## REQUIREMENTS
A) Translate this sentence from the distribution-entry discussion into French: "Actually, your comment here should probably be incorporated into the article."
B) Carry on the distribution-entry discussion from its final sentence.

## PAGE EXCERPT

There you go - an example of the n-lab working as it should! Perhaps we should write this up and post it ... somewhere.
I have started touching the entry distribution: added plenty of hyperlinks for keywords (some of them gray links to be created), and started to organize the material under “Traditional definition” into numbered definition/proposition/example environments.
I took the liberty of switching notation from $U$ for the base space (open subset of Euclidean ssapce) to $X$, since I think we really want to be speaking of distributions on smooth manifolds, the open subsets of Euclidean space just being particular examples. But I haven’t added anything regarding this generalization yet.
Is it wise that the entry distribution uses the notation $\mathcal{D}$ for the space of distributions, instead of the space of test funtions, as is common (originating with Schwartz, I suppose)? I like writing expicitly $C^\infty_c(X)$ for the test functions, not to hide behind notation what is easily made explicit, and on absolute grounds it would make sense to read $\mathcal{D}$ as short for “distributions”, but since this is in dangerous conflict with established convention, I’d rather we changed this.
I guess you’re right, but what a pity. Actually, your comment here should probably be incorporated into the article.

## DATASET ENTRIES

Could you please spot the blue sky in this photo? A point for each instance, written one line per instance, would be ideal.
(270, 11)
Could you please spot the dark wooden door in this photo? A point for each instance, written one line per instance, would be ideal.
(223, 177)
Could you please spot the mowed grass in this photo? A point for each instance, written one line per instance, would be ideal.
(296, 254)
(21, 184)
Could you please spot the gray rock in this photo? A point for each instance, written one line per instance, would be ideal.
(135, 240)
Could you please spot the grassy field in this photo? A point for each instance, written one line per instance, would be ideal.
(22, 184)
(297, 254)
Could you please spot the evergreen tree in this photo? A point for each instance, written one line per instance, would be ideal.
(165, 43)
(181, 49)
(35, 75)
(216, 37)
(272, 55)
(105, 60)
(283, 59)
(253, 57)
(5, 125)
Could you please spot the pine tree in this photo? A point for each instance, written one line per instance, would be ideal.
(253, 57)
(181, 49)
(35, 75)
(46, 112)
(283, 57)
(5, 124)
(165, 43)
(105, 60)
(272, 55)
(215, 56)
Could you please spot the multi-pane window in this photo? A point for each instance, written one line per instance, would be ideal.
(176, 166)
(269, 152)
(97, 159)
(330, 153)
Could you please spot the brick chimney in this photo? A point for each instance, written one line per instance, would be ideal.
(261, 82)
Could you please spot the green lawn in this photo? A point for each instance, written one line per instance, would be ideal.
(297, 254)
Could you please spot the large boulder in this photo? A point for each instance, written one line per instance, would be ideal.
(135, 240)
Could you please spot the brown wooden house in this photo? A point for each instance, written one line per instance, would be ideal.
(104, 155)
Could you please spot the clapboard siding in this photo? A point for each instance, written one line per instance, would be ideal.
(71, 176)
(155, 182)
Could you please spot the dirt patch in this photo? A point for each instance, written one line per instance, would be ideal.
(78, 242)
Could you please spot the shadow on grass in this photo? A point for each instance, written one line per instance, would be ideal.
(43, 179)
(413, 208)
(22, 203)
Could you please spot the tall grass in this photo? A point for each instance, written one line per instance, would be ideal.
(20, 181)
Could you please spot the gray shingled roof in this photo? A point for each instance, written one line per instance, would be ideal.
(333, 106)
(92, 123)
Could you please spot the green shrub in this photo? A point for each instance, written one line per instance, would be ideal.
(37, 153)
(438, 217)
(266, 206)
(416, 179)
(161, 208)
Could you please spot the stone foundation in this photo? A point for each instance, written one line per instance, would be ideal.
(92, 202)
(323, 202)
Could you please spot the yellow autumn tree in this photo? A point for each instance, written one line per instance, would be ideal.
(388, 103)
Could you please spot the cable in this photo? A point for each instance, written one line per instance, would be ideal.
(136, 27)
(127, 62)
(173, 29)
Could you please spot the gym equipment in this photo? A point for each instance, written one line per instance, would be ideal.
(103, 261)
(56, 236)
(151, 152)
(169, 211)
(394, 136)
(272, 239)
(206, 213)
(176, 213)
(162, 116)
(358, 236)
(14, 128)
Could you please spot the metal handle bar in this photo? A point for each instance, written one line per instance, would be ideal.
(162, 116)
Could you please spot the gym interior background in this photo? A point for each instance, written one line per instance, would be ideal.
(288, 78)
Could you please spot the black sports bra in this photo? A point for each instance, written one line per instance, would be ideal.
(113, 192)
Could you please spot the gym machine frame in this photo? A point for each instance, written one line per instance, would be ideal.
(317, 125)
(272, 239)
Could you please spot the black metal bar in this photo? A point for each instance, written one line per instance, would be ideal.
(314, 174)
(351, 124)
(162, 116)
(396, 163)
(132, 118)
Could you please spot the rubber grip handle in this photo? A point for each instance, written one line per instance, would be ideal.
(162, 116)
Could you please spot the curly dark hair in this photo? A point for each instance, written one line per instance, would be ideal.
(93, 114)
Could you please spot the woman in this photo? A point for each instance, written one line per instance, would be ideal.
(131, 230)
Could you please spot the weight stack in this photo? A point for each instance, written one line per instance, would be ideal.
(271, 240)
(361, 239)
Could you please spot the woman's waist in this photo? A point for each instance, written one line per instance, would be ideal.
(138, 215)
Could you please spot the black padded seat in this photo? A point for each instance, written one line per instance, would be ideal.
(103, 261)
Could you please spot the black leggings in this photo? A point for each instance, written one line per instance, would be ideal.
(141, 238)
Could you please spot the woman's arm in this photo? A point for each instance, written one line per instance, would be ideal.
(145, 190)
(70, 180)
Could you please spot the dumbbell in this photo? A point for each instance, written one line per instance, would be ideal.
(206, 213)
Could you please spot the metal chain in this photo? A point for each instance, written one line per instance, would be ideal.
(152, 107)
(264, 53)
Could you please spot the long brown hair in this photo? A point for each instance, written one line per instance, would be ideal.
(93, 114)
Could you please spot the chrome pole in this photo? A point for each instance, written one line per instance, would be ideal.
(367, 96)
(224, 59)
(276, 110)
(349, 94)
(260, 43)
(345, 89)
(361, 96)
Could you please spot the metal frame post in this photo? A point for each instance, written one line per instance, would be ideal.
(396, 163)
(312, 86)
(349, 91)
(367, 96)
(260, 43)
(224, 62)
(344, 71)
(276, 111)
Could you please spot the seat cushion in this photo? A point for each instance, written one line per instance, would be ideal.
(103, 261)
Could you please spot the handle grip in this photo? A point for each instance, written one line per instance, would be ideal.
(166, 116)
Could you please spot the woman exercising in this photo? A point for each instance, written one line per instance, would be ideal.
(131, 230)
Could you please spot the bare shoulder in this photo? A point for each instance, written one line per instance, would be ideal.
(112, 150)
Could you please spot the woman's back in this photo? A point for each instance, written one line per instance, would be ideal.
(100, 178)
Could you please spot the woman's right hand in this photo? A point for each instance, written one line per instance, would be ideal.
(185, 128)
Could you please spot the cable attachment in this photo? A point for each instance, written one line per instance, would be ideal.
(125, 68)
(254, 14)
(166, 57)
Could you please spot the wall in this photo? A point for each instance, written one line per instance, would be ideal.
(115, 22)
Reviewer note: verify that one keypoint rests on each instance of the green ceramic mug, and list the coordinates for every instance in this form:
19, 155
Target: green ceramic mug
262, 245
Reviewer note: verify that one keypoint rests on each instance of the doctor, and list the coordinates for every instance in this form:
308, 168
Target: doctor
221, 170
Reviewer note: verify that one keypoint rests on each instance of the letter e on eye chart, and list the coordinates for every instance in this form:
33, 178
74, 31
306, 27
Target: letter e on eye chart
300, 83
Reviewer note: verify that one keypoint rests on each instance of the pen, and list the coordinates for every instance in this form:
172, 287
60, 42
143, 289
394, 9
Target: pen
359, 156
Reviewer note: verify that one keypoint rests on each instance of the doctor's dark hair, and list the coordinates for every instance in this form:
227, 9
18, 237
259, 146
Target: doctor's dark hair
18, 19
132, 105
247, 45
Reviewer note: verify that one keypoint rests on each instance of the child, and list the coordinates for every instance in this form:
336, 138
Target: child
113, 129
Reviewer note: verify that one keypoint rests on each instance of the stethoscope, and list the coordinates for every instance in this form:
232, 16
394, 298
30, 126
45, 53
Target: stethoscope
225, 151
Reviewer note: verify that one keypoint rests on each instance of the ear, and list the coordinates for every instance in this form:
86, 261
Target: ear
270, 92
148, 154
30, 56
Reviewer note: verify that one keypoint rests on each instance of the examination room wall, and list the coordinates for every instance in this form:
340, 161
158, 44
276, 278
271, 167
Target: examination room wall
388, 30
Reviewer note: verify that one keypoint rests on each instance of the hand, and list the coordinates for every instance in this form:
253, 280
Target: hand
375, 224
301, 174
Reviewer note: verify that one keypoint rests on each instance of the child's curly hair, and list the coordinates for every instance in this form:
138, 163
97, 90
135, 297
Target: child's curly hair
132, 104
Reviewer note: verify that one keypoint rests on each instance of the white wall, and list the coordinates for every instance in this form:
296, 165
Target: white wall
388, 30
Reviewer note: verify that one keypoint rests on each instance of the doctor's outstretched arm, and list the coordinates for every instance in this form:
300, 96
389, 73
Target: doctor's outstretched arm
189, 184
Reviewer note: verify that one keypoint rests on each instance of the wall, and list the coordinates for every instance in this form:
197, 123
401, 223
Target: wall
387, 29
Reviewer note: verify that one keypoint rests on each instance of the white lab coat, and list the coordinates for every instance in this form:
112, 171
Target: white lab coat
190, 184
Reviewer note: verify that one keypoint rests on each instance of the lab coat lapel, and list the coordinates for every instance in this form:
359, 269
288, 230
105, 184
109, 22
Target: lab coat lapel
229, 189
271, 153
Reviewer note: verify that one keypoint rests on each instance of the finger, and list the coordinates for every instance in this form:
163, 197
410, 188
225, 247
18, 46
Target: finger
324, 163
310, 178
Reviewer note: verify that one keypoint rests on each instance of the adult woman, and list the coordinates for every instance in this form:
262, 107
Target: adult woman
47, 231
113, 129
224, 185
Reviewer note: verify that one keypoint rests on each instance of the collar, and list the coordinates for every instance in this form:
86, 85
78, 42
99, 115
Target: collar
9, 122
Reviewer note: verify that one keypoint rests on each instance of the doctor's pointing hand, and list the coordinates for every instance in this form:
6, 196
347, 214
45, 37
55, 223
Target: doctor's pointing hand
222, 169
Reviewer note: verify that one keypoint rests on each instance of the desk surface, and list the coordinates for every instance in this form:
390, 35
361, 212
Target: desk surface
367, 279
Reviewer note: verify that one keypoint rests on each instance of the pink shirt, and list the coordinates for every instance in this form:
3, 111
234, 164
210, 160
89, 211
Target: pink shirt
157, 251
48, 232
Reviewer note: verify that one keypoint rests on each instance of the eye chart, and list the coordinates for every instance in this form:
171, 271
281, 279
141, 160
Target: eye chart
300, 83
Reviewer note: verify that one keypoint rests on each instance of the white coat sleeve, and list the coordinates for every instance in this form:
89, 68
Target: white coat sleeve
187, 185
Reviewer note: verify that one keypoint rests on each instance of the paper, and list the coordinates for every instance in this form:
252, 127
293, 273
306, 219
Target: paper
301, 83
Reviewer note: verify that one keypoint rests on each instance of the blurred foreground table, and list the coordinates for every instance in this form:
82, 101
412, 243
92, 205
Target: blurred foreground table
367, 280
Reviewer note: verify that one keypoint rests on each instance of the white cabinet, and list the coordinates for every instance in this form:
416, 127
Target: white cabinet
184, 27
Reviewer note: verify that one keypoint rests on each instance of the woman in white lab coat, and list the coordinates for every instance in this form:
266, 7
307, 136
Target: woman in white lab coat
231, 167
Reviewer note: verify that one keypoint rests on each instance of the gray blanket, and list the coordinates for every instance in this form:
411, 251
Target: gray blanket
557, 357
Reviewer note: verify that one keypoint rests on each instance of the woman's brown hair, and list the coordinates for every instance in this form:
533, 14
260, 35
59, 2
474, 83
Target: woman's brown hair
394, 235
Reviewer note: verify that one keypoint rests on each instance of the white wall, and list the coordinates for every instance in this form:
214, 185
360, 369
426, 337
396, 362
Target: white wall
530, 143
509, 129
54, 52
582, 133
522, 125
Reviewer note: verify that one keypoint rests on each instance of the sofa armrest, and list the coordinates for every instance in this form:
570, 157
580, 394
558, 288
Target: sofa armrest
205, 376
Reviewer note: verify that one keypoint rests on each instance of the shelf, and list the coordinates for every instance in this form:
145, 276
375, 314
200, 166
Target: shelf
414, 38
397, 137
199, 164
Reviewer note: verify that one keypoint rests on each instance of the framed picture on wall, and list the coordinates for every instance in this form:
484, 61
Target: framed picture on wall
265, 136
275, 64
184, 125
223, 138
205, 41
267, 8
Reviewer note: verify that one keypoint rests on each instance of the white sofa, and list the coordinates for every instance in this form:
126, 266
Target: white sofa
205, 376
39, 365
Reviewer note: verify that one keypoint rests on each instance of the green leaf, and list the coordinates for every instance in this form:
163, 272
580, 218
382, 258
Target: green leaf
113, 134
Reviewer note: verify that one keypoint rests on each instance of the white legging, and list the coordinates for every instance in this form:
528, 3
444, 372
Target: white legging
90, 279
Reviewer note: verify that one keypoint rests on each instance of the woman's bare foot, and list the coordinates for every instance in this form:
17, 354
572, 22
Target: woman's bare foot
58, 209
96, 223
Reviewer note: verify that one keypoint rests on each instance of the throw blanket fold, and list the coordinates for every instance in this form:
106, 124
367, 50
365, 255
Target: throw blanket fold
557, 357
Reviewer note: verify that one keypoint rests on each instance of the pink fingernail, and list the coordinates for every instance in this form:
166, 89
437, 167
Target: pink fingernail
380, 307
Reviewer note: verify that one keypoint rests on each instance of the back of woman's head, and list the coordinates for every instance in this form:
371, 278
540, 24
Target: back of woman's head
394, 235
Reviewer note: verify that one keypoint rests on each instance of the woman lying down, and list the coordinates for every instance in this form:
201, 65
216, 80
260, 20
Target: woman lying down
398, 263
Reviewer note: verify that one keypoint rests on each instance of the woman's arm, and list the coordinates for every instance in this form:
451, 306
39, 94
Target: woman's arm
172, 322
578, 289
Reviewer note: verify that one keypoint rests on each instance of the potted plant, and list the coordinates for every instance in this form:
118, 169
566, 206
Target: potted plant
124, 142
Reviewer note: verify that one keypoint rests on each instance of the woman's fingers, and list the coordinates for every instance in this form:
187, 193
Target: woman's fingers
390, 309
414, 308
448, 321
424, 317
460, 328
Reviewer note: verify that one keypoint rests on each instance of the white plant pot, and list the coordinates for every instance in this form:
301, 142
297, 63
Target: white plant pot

## ANSWERS TO EACH TASK
A) En fait, votre commentaire ici devrait probablement être intégré à l'article.

B)
Okay, I have added a remark, here. Then I changed the notation on the page from $\mathcal{D}$ to $\mathcal{D}'$.
Following a suggestion that I made recently (here) I have removed from distribution the section “Multiplication of distributions”, which was introduced in rev 9 here.
I have replaced it with a pointer to the entry product of distributions, which I started recently.
The subsection which I removed started out with the words:
Distributions fail to address some uses to which physicists would like to put them (as in path integrals), since there is no general way to multiply distributions in a way that extends multiplication of functions .
Besides the fact that a pure math entry should say something about its topic before passing to discussion of physics, arguably the situation in physics is the opposite of what was suggested by these lines: It turns out that the theory of distributions supplemented by a proper analysis of their wave front sets serves to solve all the conceptual problems in perturbative quantum field theory: What are (or have been) widely-perceived as problems are not caused by an insufficient concept of distributions, but by simple technical errors in handling them. I have therefore written a paragraph on the actual situation in physics at “product of distributions” here. This also subsumes the pointer to Scharf’s textbook that appeared later in the section now removed.
Next in the subsection which I removed there was a paragraph sketching why a global product of distributions cannot exist, subject to some natural conditions. I have copied that paragraph over to “product of distributions”, here, essentially unmodified. But eventually this ought to be expanded a little more, to do the subject justice.
Finally there was a pointer to Colombeau algebras. This I turned into a stand-alone entry Colombeau algebra, see its own thread here.
This is very interesting to hear! I look forward to seeing the definition when it makes it into the entry, and maybe hearing a little more about the physical applications if they can be explained to a mathematician.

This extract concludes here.